╭─ DATASET CONTENT
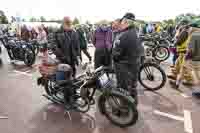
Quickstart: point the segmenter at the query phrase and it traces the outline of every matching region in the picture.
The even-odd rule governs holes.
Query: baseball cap
[[[123,19],[129,19],[129,20],[132,20],[132,21],[135,21],[135,15],[133,13],[126,13],[120,21],[122,21]]]
[[[71,24],[71,23],[72,23],[71,18],[68,17],[68,16],[65,16],[65,17],[63,18],[63,22],[64,22],[65,24]]]

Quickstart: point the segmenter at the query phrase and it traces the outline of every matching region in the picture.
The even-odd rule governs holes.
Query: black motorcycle
[[[138,120],[138,111],[135,100],[123,89],[116,89],[113,81],[106,74],[106,67],[99,67],[95,71],[88,69],[85,74],[74,80],[56,81],[55,76],[41,77],[38,85],[43,85],[45,96],[53,103],[62,105],[66,110],[74,110],[85,113],[90,106],[95,104],[96,90],[101,92],[97,100],[100,112],[113,124],[119,127],[128,127]],[[65,89],[73,90],[73,102],[71,107],[66,106]]]
[[[8,51],[11,60],[23,61],[27,66],[32,66],[36,56],[32,47],[27,42],[12,37],[0,37],[0,41]]]
[[[167,60],[170,56],[168,39],[161,37],[159,34],[147,34],[140,36],[144,47],[146,46],[146,56],[152,56],[158,62]]]

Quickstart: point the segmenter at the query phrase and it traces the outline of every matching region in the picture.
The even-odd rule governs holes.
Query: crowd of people
[[[176,27],[175,48],[171,49],[173,65],[168,75],[168,78],[172,79],[170,84],[176,89],[181,83],[187,86],[200,86],[199,33],[200,27],[195,22],[182,21]],[[193,96],[200,98],[200,92],[193,92]]]
[[[53,52],[61,64],[70,65],[72,76],[75,78],[76,67],[82,62],[81,52],[90,62],[92,61],[92,56],[87,49],[87,44],[91,42],[95,47],[94,67],[103,65],[114,68],[118,87],[128,90],[137,100],[138,71],[141,58],[145,55],[134,21],[134,14],[126,13],[110,25],[101,24],[94,31],[88,31],[81,26],[74,27],[71,18],[64,17],[61,27],[53,32],[52,44],[56,46]],[[146,34],[162,30],[161,25],[148,23],[140,27],[139,32]],[[170,36],[175,36],[176,40],[175,47],[171,49],[173,65],[171,74],[168,75],[174,80],[171,84],[178,88],[183,79],[184,84],[194,85],[192,71],[200,81],[200,46],[196,41],[192,41],[194,38],[198,40],[200,27],[195,23],[182,23],[176,28],[169,25],[165,30]],[[25,41],[37,39],[41,44],[45,44],[48,41],[48,34],[50,34],[49,30],[44,25],[37,29],[24,25],[19,38]],[[200,92],[193,94],[200,97]]]
[[[99,25],[92,35],[95,47],[94,67],[114,67],[118,87],[129,90],[137,100],[137,75],[144,48],[137,37],[132,13],[125,14],[111,25]],[[54,33],[53,43],[57,46],[54,54],[61,64],[68,64],[72,68],[72,76],[76,76],[76,66],[80,64],[81,51],[89,61],[91,55],[87,51],[86,35],[81,28],[73,28],[70,17],[64,17],[61,28]],[[131,81],[131,82],[130,82]]]

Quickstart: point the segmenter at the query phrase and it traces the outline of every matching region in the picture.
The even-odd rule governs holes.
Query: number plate
[[[101,86],[105,86],[109,82],[108,76],[104,73],[102,76],[99,77],[99,82]]]

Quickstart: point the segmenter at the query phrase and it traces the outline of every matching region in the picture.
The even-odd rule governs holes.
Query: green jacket
[[[87,41],[84,36],[84,32],[81,29],[78,29],[77,32],[79,35],[80,49],[87,49]]]

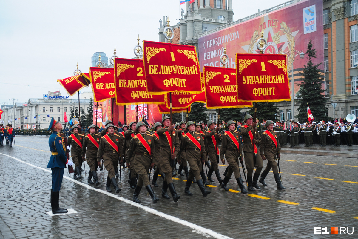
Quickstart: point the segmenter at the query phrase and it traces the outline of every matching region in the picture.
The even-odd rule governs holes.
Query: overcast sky
[[[234,20],[286,1],[232,0]],[[160,19],[179,21],[179,2],[0,0],[0,103],[26,102],[48,91],[67,95],[56,81],[73,75],[77,62],[88,72],[96,52],[109,58],[115,46],[119,57],[134,57],[138,34],[141,43],[158,41]]]

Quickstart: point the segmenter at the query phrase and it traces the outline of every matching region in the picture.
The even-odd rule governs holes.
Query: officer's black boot
[[[155,203],[159,201],[159,199],[155,196],[155,194],[153,191],[153,189],[150,186],[150,184],[149,184],[146,186],[145,188],[147,189],[147,191],[148,191],[148,193],[150,195],[150,197],[152,198],[152,200],[153,200],[153,203]]]
[[[256,173],[255,172],[253,174],[253,177],[252,177],[252,187],[257,189],[261,189],[261,188],[259,187],[257,184],[257,180],[258,179],[258,177],[260,176],[260,173]]]
[[[206,197],[207,195],[210,194],[210,193],[211,192],[210,191],[208,191],[205,189],[205,186],[204,186],[204,182],[203,181],[202,179],[197,180],[197,183],[198,183],[198,186],[199,186],[199,188],[200,188],[202,193],[203,193],[203,197]]]
[[[110,176],[107,177],[107,181],[106,183],[106,190],[107,192],[112,192],[112,189],[111,189],[111,180],[110,179]]]
[[[91,171],[91,172],[92,174],[93,180],[95,180],[95,184],[96,185],[96,186],[98,186],[100,185],[100,182],[98,181],[98,178],[97,177],[97,174],[96,173],[96,171]]]
[[[227,182],[229,181],[229,180],[230,178],[228,177],[226,177],[225,176],[225,177],[224,178],[224,180],[223,180],[222,183],[221,184],[221,187],[224,188],[226,191],[229,191],[229,188],[227,188],[227,187],[226,187],[226,185],[227,184]]]
[[[268,173],[268,172],[266,172],[264,170],[263,172],[262,172],[262,173],[261,174],[261,177],[260,177],[260,180],[258,181],[260,183],[262,183],[262,185],[264,186],[267,186],[267,185],[265,182],[265,179],[266,178],[266,176],[267,176],[267,174]]]
[[[88,177],[87,179],[87,182],[88,183],[91,183],[91,184],[93,184],[93,182],[91,180],[92,179],[92,172],[91,170],[90,170],[90,172],[88,173]],[[94,179],[94,178],[93,178]]]
[[[137,185],[135,187],[135,189],[134,190],[134,192],[133,193],[133,201],[137,203],[140,203],[140,201],[138,199],[138,195],[139,195],[139,192],[141,189],[141,187],[139,187]]]
[[[117,181],[116,181],[116,178],[114,177],[111,178],[111,182],[112,182],[112,184],[113,185],[113,187],[114,188],[114,190],[116,190],[116,193],[117,193],[120,192],[122,190],[118,187],[118,185],[117,184]]]
[[[216,175],[216,177],[219,181],[219,184],[221,185],[221,184],[223,183],[223,180],[221,179],[221,177],[220,177],[220,173],[219,172],[219,170],[216,170],[214,172],[215,173],[215,175]],[[209,173],[208,173],[208,174]]]
[[[178,200],[180,199],[180,195],[176,194],[175,188],[174,187],[174,184],[173,183],[168,183],[168,187],[169,188],[169,190],[170,191],[170,193],[171,193],[171,196],[173,197],[173,200],[174,202],[176,202],[178,201]]]
[[[239,185],[240,188],[240,190],[241,191],[242,193],[247,193],[248,192],[246,189],[245,189],[245,186],[244,186],[243,183],[242,182],[242,178],[240,177],[238,178],[236,178],[236,182]]]
[[[281,183],[281,180],[280,178],[280,175],[278,173],[274,173],[274,176],[275,177],[275,181],[276,181],[276,183],[277,183],[277,189],[279,190],[286,189],[286,188],[284,187],[284,186],[282,185],[282,183]]]
[[[252,177],[247,175],[247,190],[249,191],[255,191],[255,189],[252,187]]]
[[[167,192],[168,191],[168,184],[166,181],[163,181],[163,186],[161,188],[161,196],[167,199],[170,199],[170,197],[168,196]]]
[[[193,196],[193,193],[189,191],[190,186],[192,186],[192,180],[187,180],[187,183],[185,184],[185,189],[184,190],[184,193],[188,194],[189,196]]]

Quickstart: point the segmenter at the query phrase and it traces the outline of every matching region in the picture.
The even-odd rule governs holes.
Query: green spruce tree
[[[313,49],[313,45],[310,40],[307,44],[307,50],[306,54],[308,56],[307,64],[304,66],[303,72],[300,73],[303,78],[301,78],[302,81],[297,84],[300,87],[297,98],[300,104],[298,108],[299,114],[295,115],[300,122],[306,122],[307,119],[307,103],[315,120],[327,120],[326,115],[326,106],[328,97],[323,94],[324,90],[322,89],[321,81],[323,80],[321,75],[320,73],[321,70],[318,67],[321,64],[313,65],[312,58],[316,58],[316,49]]]

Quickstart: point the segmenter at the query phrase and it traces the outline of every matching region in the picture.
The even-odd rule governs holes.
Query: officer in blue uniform
[[[73,163],[68,160],[66,157],[66,148],[61,137],[60,132],[63,128],[62,125],[55,120],[52,117],[48,130],[53,132],[48,139],[48,145],[51,152],[50,161],[47,164],[47,168],[51,168],[52,171],[52,187],[51,189],[51,208],[52,213],[66,213],[66,209],[60,208],[58,205],[60,189],[63,177],[64,168],[66,164],[72,165]]]

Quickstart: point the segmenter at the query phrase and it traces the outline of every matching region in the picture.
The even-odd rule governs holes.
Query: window
[[[323,24],[328,24],[329,23],[329,17],[328,16],[328,9],[323,10]]]
[[[292,116],[291,116],[291,110],[287,110],[287,119],[289,120],[292,119]]]
[[[352,95],[358,95],[358,76],[350,77],[350,88]]]
[[[323,34],[323,45],[325,49],[328,49],[328,34]]]
[[[357,0],[350,1],[350,15],[358,14],[358,2]]]
[[[328,72],[329,71],[329,68],[328,67],[328,57],[324,57],[324,71]]]
[[[358,26],[354,25],[350,27],[349,32],[350,34],[350,42],[358,41]]]
[[[358,66],[358,50],[350,52],[350,67],[353,68]]]

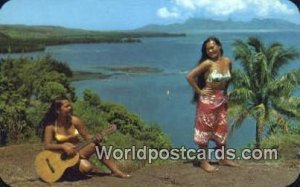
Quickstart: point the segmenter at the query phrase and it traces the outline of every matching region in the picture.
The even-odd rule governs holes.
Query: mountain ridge
[[[183,23],[169,25],[150,24],[135,31],[156,31],[168,33],[193,33],[207,30],[300,30],[300,25],[280,19],[252,19],[249,22],[220,21],[212,19],[191,18]]]

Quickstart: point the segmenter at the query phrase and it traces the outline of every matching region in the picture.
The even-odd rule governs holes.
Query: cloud
[[[178,18],[179,17],[179,13],[178,13],[177,9],[173,8],[172,10],[169,10],[166,7],[158,9],[157,15],[161,18]]]
[[[193,15],[226,17],[233,14],[249,13],[249,17],[267,17],[274,14],[297,14],[281,0],[172,0],[171,8],[158,10],[162,18],[180,18]],[[176,10],[176,11],[174,11]],[[189,16],[187,16],[189,14]]]

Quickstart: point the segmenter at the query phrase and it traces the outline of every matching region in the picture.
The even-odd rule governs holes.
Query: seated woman
[[[80,143],[79,137],[89,140],[93,136],[88,132],[80,118],[72,115],[72,107],[68,99],[56,99],[40,123],[44,148],[46,150],[64,151],[68,156],[76,154],[75,145]],[[80,161],[77,165],[80,173],[87,174],[99,171],[89,158],[96,152],[95,146],[101,141],[101,136],[95,136],[95,142],[90,143],[79,151]],[[54,141],[55,140],[55,141]],[[99,145],[98,145],[99,146]],[[101,146],[99,146],[101,149]],[[117,165],[105,156],[101,161],[111,170],[113,176],[129,178],[130,175],[119,170]]]

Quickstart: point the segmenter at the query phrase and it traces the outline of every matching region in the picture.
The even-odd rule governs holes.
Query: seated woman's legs
[[[101,149],[100,145],[99,145],[99,149]],[[96,144],[91,143],[91,144],[87,145],[86,147],[84,147],[82,150],[80,150],[79,154],[82,158],[89,159],[90,156],[92,154],[94,154],[95,152],[96,152]],[[121,170],[119,170],[117,165],[110,158],[106,158],[106,156],[103,155],[103,157],[100,159],[111,170],[113,175],[115,175],[117,177],[121,177],[121,178],[130,177],[130,175],[125,174]],[[91,163],[89,165],[86,162],[83,162],[83,164],[80,166],[82,166],[82,171],[88,171],[88,172],[92,171],[95,168]]]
╰─
WRITTEN TASK. Return each line of the entries above that contains the string "officer". Case counts, so lines where those letters appear with different capitalization do not qualify.

RESULT FOR THIS EXERCISE.
Query: officer's black boot
Query: officer in blue uniform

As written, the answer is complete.